Information provided>
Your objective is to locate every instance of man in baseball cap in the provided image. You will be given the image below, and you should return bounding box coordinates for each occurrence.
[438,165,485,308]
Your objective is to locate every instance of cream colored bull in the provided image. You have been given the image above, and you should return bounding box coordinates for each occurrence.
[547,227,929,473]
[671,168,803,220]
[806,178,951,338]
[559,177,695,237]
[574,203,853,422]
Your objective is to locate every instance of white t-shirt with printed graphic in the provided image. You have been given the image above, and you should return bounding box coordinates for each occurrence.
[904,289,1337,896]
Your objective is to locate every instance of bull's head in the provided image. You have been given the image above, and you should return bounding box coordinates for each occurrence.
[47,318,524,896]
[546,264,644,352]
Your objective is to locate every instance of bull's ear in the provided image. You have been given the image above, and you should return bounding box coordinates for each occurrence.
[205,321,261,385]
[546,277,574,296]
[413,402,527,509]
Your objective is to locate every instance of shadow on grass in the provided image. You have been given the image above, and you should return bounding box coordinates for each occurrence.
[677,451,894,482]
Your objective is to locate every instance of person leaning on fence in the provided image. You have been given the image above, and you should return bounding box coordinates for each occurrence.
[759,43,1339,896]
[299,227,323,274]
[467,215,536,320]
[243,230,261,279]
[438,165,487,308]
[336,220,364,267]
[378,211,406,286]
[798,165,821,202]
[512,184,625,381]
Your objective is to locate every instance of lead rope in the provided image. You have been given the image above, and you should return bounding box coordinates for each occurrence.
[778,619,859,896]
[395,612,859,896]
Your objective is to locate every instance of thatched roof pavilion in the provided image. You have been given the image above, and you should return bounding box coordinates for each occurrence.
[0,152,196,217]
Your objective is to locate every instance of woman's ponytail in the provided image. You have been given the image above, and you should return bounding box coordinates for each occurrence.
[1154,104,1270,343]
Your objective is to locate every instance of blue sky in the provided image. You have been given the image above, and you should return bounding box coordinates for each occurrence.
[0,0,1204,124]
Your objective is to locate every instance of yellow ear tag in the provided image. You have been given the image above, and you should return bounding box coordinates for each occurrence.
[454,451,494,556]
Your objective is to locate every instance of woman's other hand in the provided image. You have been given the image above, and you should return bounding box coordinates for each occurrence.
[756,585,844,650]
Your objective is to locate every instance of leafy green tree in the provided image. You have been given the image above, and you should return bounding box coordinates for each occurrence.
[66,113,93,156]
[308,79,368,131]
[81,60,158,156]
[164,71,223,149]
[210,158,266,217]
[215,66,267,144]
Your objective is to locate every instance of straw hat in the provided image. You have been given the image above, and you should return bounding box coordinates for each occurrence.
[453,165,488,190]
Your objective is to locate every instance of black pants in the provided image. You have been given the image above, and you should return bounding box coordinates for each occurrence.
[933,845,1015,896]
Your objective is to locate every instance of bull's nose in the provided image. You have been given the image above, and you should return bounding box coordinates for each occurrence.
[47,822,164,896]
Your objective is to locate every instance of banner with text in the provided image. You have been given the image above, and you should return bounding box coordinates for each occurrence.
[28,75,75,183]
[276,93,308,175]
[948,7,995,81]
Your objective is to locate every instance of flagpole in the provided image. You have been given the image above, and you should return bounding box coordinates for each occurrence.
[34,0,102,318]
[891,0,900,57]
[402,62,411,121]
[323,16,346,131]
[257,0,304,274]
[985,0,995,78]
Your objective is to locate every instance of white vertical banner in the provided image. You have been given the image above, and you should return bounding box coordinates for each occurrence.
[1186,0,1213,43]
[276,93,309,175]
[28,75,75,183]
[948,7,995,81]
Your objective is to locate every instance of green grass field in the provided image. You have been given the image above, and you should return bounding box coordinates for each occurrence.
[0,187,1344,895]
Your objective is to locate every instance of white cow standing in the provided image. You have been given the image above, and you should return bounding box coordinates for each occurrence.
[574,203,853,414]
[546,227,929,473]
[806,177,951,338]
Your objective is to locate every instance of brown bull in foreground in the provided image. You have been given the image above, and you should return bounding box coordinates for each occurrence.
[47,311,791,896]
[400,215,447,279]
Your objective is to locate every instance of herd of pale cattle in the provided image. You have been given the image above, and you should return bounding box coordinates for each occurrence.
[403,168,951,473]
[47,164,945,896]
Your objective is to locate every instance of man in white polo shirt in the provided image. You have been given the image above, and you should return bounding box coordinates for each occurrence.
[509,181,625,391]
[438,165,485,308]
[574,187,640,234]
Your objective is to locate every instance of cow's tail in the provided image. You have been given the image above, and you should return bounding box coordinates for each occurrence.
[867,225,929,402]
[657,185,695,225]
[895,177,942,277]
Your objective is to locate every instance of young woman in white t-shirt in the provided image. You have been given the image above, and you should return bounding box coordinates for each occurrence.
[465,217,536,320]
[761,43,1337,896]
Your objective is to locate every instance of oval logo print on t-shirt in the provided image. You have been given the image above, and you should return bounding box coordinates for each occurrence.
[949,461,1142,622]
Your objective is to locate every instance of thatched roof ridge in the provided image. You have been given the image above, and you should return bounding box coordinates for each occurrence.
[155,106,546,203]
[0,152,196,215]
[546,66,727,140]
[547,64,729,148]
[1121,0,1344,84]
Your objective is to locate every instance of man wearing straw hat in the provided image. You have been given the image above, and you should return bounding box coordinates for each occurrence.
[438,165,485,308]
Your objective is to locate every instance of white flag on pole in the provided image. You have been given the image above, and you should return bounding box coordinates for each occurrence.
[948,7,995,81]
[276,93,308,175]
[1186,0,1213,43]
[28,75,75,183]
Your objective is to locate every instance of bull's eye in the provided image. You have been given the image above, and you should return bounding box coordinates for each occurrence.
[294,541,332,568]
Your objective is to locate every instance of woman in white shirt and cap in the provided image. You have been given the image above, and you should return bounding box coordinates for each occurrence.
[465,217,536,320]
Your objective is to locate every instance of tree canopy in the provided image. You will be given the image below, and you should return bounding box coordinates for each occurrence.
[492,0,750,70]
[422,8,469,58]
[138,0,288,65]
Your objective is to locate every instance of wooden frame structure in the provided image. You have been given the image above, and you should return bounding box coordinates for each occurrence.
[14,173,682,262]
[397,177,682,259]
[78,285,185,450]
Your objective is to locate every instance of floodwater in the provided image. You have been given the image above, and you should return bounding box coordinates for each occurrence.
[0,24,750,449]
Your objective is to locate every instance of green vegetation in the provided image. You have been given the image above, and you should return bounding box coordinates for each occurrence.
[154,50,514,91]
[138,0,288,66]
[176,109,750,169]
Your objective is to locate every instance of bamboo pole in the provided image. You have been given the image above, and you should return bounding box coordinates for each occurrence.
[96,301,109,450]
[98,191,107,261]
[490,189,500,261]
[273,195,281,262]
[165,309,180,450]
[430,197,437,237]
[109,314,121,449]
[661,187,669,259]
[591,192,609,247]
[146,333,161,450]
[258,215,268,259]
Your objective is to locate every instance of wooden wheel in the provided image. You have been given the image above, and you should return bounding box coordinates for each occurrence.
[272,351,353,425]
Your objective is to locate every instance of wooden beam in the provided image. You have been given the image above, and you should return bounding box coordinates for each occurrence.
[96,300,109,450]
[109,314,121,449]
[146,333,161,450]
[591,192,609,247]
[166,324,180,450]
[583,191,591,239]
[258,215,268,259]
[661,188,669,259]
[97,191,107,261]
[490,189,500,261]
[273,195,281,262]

The task> Give every line of the data above as a numbered list, leaving out blank lines.

The response>
1. Your objective is to locate every instance of man in baseball cap in the provided image. You will be given the image below, and you should return bounding box coordinates for each occurrence.
2. [438,165,485,308]
3. Your objective is to locate every instance of cream colored bull in the provided image. You have been given the image above, and you should return bounding box coordinates for each occurrence.
4. [547,227,929,473]
5. [671,168,803,220]
6. [806,178,951,338]
7. [559,177,695,237]
8. [574,203,853,422]
9. Your objective is to locate every instance of white t-shirt with printed graphic in the provided image. You have been given the image above, and you should return bounding box coordinates for each occurrence.
10. [904,289,1337,896]
11. Your objective is to locate every instance of bull's head in the provided image. You have been given the image above, and you should return bounding box coordinates for each occurrence.
12. [47,318,524,896]
13. [546,264,644,352]
14. Your objective is to locate every instance of bull's ear in the provided image. You have been given the image above, and you should return bounding box coordinates for each occurrence.
15. [205,321,261,385]
16. [546,277,574,296]
17. [413,402,527,509]
18. Your objective is to locate every instance of shadow on grass in the provided image. You have been given the image above, and you should return bounding box coordinates for each occurrence.
19. [677,451,894,482]
20. Your objective is to locate every instance of person leaning on fence in the provided image. You have been given the image above, and you should return bounding box coordinates for each occurrence.
21. [759,43,1339,896]
22. [299,227,323,274]
23. [467,215,536,320]
24. [243,230,261,279]
25. [438,165,487,308]
26. [336,220,364,267]
27. [378,211,406,286]
28. [798,165,821,202]
29. [512,184,625,381]
30. Your objective is to locate every instance of lead rope in the provided image. You have been given the image above, and you should return bounding box coordinates for each occurrence.
31. [778,619,859,896]
32. [395,612,859,896]
33. Your objective is to locate every instance of thatched roof pavilion in the provided image. You have been given the image above, and you should return bounding box coordinates for each occurrence.
34. [0,152,196,217]
35. Your objective is to locate every instance of woman's ponytail in the provided image. You have been given the image above, and you should return bounding box coordinates for each occurrence.
36. [1154,104,1270,343]
37. Your objective is to locate every instance of blue sky in the provided image. You have been given the image above, and you should return bounding box coordinates for each occurrence.
38. [0,0,1204,124]
39. Your objective is to locate every instance of yellow ear tag in the provided image. You have been given the image above, and you should return bounding box coordinates for each occurrence.
40. [454,451,494,556]
41. Your objective is to locate every instance of woman's other hand in the provided image. You have been given the image above, and you should return bounding box coordinates for each occurrence.
42. [756,585,844,650]
43. Your objective is to locate every instance of leafy green tree in the provided image. You have been given the image above, and you should return bounding box coordinates for each occurrence.
44. [66,113,93,156]
45. [308,79,368,131]
46. [81,60,158,156]
47. [164,71,223,149]
48. [210,158,266,217]
49. [215,66,267,144]
50. Your objective is to locate every instance of straw hat in the provided image. You have been given the image above, and you should return bounding box coordinates for each occurrence.
51. [453,165,488,190]
52. Your objective is to locate every instance of black pants in the provided image. You have been given the image above, and you should return bounding box coordinates for each occurrence.
53. [933,845,1015,896]
54. Your objective is to locate every instance of bull's nose in the provided image. You have been given the image above, and you should return bounding box coordinates for each occurrence.
55. [47,822,164,896]
56. Your objective is to locate every instance of banner with text in the provided image. You have been given the image above, and you should return bounding box coordinates for each occurrence.
57. [28,75,75,183]
58. [276,93,308,175]
59. [948,7,995,81]
60. Your objective is to locate every instance of flagpole in the provided image. You have been given the image above, and you should return bounding box coordinates for each occurrence.
61. [34,0,102,318]
62. [891,0,900,57]
63. [402,62,411,121]
64. [323,16,346,131]
65. [257,0,304,274]
66. [985,0,995,78]
67. Your objective is to locate every instance of white vertical banner in the provided image. You have been given the image above, and you should return bounding box coordinates for each occurrence.
68. [1186,0,1213,43]
69. [276,93,309,175]
70. [28,75,75,183]
71. [948,7,995,81]
72. Your objective is to locate every instance of green grass field in the provided image. You have been given the image above, and you should return bounding box coordinates for each occurrence.
73. [0,187,1344,895]
74. Your objective is to locate every instance of white cow standing in the provided image. You have been given the image above, and you should return bounding box coordinates for each occurrence.
75. [574,203,853,414]
76. [546,227,929,473]
77. [806,177,951,338]
78. Your objective is to locate every instance of brown bull in foreground in the provided image. You have been given the image above, and you should return bounding box coordinates for each occurrence.
79. [47,311,791,896]
80. [400,215,447,279]
81. Your objective is to locate every instance of herd of pale cattle in the provided image. You have been given the image above, and you should return bounding box coordinates for each occurrence.
82. [403,168,951,473]
83. [47,164,945,896]
84. Your objective is to locate every instance of man in white polo shirt in the provided image. You have been given the image above, and you should return bounding box coordinates for each occurrence.
85. [509,181,625,391]
86. [438,165,485,308]
87. [574,187,640,234]
88. Your objective is to locate every instance of cow's tail in the provided image. You have been given the image above, and you should return bounding box coordinates for each occurrence.
89. [867,225,929,402]
90. [657,185,695,225]
91. [895,177,942,277]
92. Your objective is to locate every instance of young woman in white t-shirt in the provided image. You have been given the image above, and you should return bounding box coordinates for each occurrence.
93. [465,217,536,320]
94. [761,43,1337,896]
95. Your objective is to locate every instance of oval logo print on t-shirt in the provided image. You have been given the image above, and you should return bounding box coordinates for each occurrence.
96. [949,461,1142,622]
97. Your objective is to locate every instance of thatched roof ridge in the provided image. You have been given the image above, and you should return bounding box coordinates for each occurrence.
98. [155,106,546,203]
99. [0,152,196,215]
100. [546,66,727,140]
101. [547,64,729,148]
102. [1121,0,1344,84]
103. Your objective is to locate every instance of man wearing straw hat in the provided image. You have been given the image above, and you should return bounding box coordinates for each occurrence.
104. [438,165,485,308]
105. Your objective is to locate every instance of white flag on pole in the provided image. You have been given the image above, and you should return bounding box coordinates for each occurrence.
106. [948,7,995,81]
107. [276,93,308,175]
108. [1186,0,1213,43]
109. [28,75,75,183]
110. Your objective is to locate every instance of bull's eye in the provided image. You have been given the image above, and you should return bounding box coordinates for each occurrence.
111. [294,541,332,568]
112. Your objective is to locate every instance of woman in white shirt and cap in the provided image. You have been given the image above, and you should return bounding box coordinates for each occurrence.
113. [465,217,536,320]
114. Your objective is to locate every instance of tree canopy in the provided image. You will be given the image below, and you should return bounding box coordinates for each occurrence.
115. [492,0,750,70]
116. [422,8,469,58]
117. [138,0,288,65]
118. Your objective is to locate every instance of wooden frame structure in the provided image. You have been given the image above, and you should return bounding box coordinates for each occurrence.
119. [14,173,682,262]
120. [397,177,682,259]
121. [78,285,185,450]
122. Your objective is to locate every instance of floodwater in the provided image. You have been given the image above, and you should return bounding box coordinates for each occurrence.
123. [0,24,750,449]
124. Your objective is to locate every instance of green vegetation in the provided image. You have been given the image above, and you should return bounding box coordinates for each occurrence.
125. [154,50,514,91]
126. [138,0,288,66]
127. [176,109,750,169]
128. Your objective is to locate every instance of bamboo pole in the provided image. You have been given the image above, and you should return bounding box coordinates for each occurrence.
129. [96,301,109,450]
130. [98,191,107,261]
131. [490,189,500,261]
132. [273,195,281,262]
133. [165,309,180,450]
134. [430,197,437,237]
135. [109,314,121,449]
136. [661,187,669,259]
137. [591,192,609,247]
138. [146,333,161,450]
139. [258,215,268,259]
140. Your objective is to locate every instance of wooden wheel in the provided image. You have been given the image above, and you should return bounding box coordinates for each occurrence.
141. [272,351,353,425]
142. Your objective is to locate every instance of wooden beam in the provided image. You have been given the image above, and you should return bounding box coordinates for each occurrence.
143. [96,300,109,450]
144. [109,314,121,449]
145. [146,333,161,450]
146. [591,192,609,247]
147. [166,324,180,450]
148. [583,191,591,239]
149. [258,215,268,259]
150. [661,188,669,259]
151. [97,191,107,261]
152. [490,189,500,261]
153. [273,195,281,262]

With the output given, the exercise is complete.